- **INSTRUCTIONS TO FOLLOW**: Transcribe everything in the devotional blog entries below from "Saturday, January 28, 2012" down to "you out there!", without altering a single character.

Make me deft and blind to the Devil's work and voice. Make me alive with Your
hope dear Lord.
Amen
Thursday, April 12, 2012
And keep me patient with myself! Keep me listening and keep me watching and keep me noticing You. Keep me pure Lord.
Monday, March 05, 2012
Sometimes in the midst of the rush of things it seems impossible always to be victorious, always to be peaceful, always to be inwardly sweet. Is that not so? Yet that and nothing less is our high calling.
Thursday, February 09, 2012
Dead they are in apathy and ignorance and putrefying customs, and the false security that comes from adherence to the Christian creed without vital connection with Christ.
These poor Christians are dead.
"Why should it be thought a thing incredible with you that God should raise the dead?" Lord, it is not a thing incredible. Thou hast done it before. Oh, do it again. Do it soon!
Monday, January 30, 2012
Dear Lord, may You show me the shape of holiness! Holiness in this place and at this time. How would a holy person live in these shoes of mine? How to pray through these seemingly hopeless situation? How dear Lord, may I see that in all things You have the pre-eminence! Today is the day for me to learn obedience. The will of the Lord is clear: submit all things to Him and He will give us peace! Lord I must learn to submit everyday! Grant me what thou will, take away what thou will, let me be delighted and courageous to accept Your will for me Lord! I must learn to let the Lord choose for me and I must receive from Him. How mundane and recurring an humble are my needs before Him, how feeble and weak needing His mercy! You meet my need through the daily and the simple and the quiet. But that is what You are, You have made Yourself known to those who would sit patiently and wait upon You! These fears that cannot be uttered into words, they have found in You the perfect expression and they have been quenched by Your greatness! How could I ever fear men or the devil if the Lord Almighty is guardingy life and my peace! Lord, I've taken myself too seriously, now is the time for me to let go and let You grant me Yourself! 1 Samuel 3:18! Let Jim do what is good in His eyes. Every second, every day! Amen!
Sunday, January 29, 2012
At the foot of the cross your burdens will go away! Today I learned that the path to harmony with God is to accept His will for me at each moment of my life! God's will for me at this time in my life is singleness and I must accept it gladly. One day he would exchange it for the gift of marriage if it's best for me then! I thank God for the chance to stay with these 2 wonderful girls and having time for people in my life. This is a gift from Him and it's His will for me now.
Saturday, January 28, 2012
I have gotten myself an iPhone and I will be able to blog much more frequently now, especially when traveling. It's been a novel idea to me for the longest time! Now what stands between me and blogging on the go is
my tapping skills which has got to improve before I grow bored of this! Really hope to be able to update about life and people a lot more than I did the past one year
! Those who came to this site looking for some news of me and spiritual sharing must have been disappointed:(. My apologies to all of you out there!
I am now in the full time ministry and God is keeping me close to Him. Denis is great too, still figuring out God's plan for his life! We are waiting for a about 3 more years before that whatchucallit bliss. I am happy with everything and certainly in very good spirit these days:). I would like to share the wonderful stuff I've been listening to, audio sermons by Elisabeth Elliot! Isn't that amazing?
Till I have more time to type longer updates, peace and rest be with every one!

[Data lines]
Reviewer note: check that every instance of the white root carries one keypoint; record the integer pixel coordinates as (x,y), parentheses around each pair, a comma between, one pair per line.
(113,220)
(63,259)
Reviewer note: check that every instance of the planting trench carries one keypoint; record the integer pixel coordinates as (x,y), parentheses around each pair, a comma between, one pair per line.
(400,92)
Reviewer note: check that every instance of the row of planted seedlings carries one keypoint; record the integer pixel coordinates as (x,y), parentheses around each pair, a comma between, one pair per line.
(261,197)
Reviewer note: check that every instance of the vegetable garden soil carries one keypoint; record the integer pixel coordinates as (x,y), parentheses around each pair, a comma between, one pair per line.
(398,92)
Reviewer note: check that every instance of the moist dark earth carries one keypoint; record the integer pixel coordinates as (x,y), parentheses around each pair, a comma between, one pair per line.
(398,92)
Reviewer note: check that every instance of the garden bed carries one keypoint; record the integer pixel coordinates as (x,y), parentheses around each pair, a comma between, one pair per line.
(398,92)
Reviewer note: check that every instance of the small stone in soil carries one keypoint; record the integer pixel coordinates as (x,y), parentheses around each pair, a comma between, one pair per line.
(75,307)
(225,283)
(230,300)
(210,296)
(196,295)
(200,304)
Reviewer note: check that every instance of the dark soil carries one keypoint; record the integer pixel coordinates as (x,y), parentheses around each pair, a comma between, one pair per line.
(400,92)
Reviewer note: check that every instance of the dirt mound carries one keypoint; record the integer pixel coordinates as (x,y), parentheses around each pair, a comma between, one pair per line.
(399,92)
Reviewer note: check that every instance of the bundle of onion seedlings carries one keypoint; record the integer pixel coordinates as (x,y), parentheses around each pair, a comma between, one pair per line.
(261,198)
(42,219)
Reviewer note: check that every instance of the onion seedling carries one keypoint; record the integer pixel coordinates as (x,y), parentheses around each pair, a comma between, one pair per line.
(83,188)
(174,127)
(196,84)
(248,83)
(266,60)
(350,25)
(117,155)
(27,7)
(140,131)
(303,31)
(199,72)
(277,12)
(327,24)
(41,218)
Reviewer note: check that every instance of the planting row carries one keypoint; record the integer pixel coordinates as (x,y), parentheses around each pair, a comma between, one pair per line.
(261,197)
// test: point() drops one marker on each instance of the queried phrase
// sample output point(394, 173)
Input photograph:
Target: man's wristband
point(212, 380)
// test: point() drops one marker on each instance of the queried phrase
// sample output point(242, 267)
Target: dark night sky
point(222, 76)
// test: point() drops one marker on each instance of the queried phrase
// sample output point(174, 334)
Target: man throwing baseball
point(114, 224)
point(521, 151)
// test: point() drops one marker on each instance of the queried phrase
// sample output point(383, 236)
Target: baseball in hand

- **COMPLETED EXERCISE**:
Saturday, January 28, 2012
I have gotten myself an iPhone and I will be able to blog much more frequently now, especially when traveling. It's been a novel idea to me for the longest time! Now what stands between me and blogging on the go is
my tapping skills which has got to improve before I grow bored of this! Really hope to be able to update about life and people a lot more than I did the past one year
! Those who came to this site looking for some news of me and spiritual sharing must have been disappointed:(. My apologies to all of you out there!